#### [TAREFA 1]
Passe para o inglês esta frase do texto sobre o Patolino: "Eu não fui uma criança que cresceu com Space Jam."
#### [TAREFA 2]
No texto sobre o Patolino, quem dirigiu Looney Tunes: De Volta à Ação?
#### [TAREFA 3]
Retome o texto sobre o Patolino logo depois da última frase dele.

Duck Dodgers no Século 24 e Meio (Duck Dodgers in the 24½th Century, 1953)
Chuck Jones e o roteirista Michael Maltese reimaginam Patolino como o grande (?) herói futurista Duck Dodgers. Assista aqui (em inglês) ou aqui (em português).
Nos anos 2000, foi produzida uma série inspirada nesse curta, tendo um tom mais sério (mais ou menos, pois ainda se trata dos Looney Tunes), com direito a um excelente tema musical interpretado pelo Tom Jones. Está completa no Max e eu recomendo demais.
Patolino vs. Pato Donald (Uma Cilada Para Roger Rabbit, 1988)
Sério, olha isso. Que maravilhoso. É muito bom viver num mundo no qual esse filme existe.
Looney Tunes: De Volta à Ação (Looney Tunes: Back In Action, 2003)
Ok, preciso esclarecer uma coisa. Eu não fui uma criança que cresceu com Space Jam. O que é um alívio, já que Space Jam não é um bom filme. Ao invés disso, o filme dos Looney Tunes que fisgou o meu coração durante a infância foi o criminalmente subestimado Looney Tunes: De Volta à Ação, dirigido por Joe Dante.
Dos três filmes híbridos (misturando animação e live action) dos Looney Tunes, esse é, de longe, o que mais tem cara de um filme genuíno dos Looney Tunes. É nítido o amor e respeito que Dante tem por esses personagens. Uma pena que a produção tenha sido bastante conturbada e o filme ainda por cima tenha sido um fracasso de bilheteria. Nossa sociedade falhou ao deixar isso acontecer.

#### [DADOS]
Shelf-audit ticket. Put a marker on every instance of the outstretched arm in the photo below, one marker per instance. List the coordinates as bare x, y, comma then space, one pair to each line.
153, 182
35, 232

#### [RESPOSTA 1]
I was not a child who grew up with Space Jam.

#### [RESPOSTA 2]
Joe Dante.

#### [RESPOSTA 3]
Por mais que eu ame esse filme, devo dizer que a única coisa que eu mais acho difícil de aceitar é a ideia de que o Patolino é menos popular que o Pernalonga. É como se a Disney fizesse um filme sobre como o Pato Donald é menos popular que o Mickey. Um absurdo. E olha que eu gosto mais do Mickey do que do Donald.
Patolino Para Presidente (Daffy Duck For President, 2004)
Dirigido por Spike Brandt e Tony Cervone, e baseado em um livro de Chuck Jones, esse curta não é necessariamente incrível, mas acho válido colocá-lo nessa lista por ele ser uma homenagem póstuma a Jones.
Patolino, o Mago (O Show dos Looney Tunes T1E17, 2011)
Eu sei, é clichê, todo mundo já viu isso. Mas não tem jeito, o Mago é implacável.
Amor de Robô Gigante (O Show dos Looney Tunes T1E22, 2011)
Uma definição muito criativa do que é o amor, devo dizer.
Rapsódia do Patolino (Daffy’s Rhapsody, 2012)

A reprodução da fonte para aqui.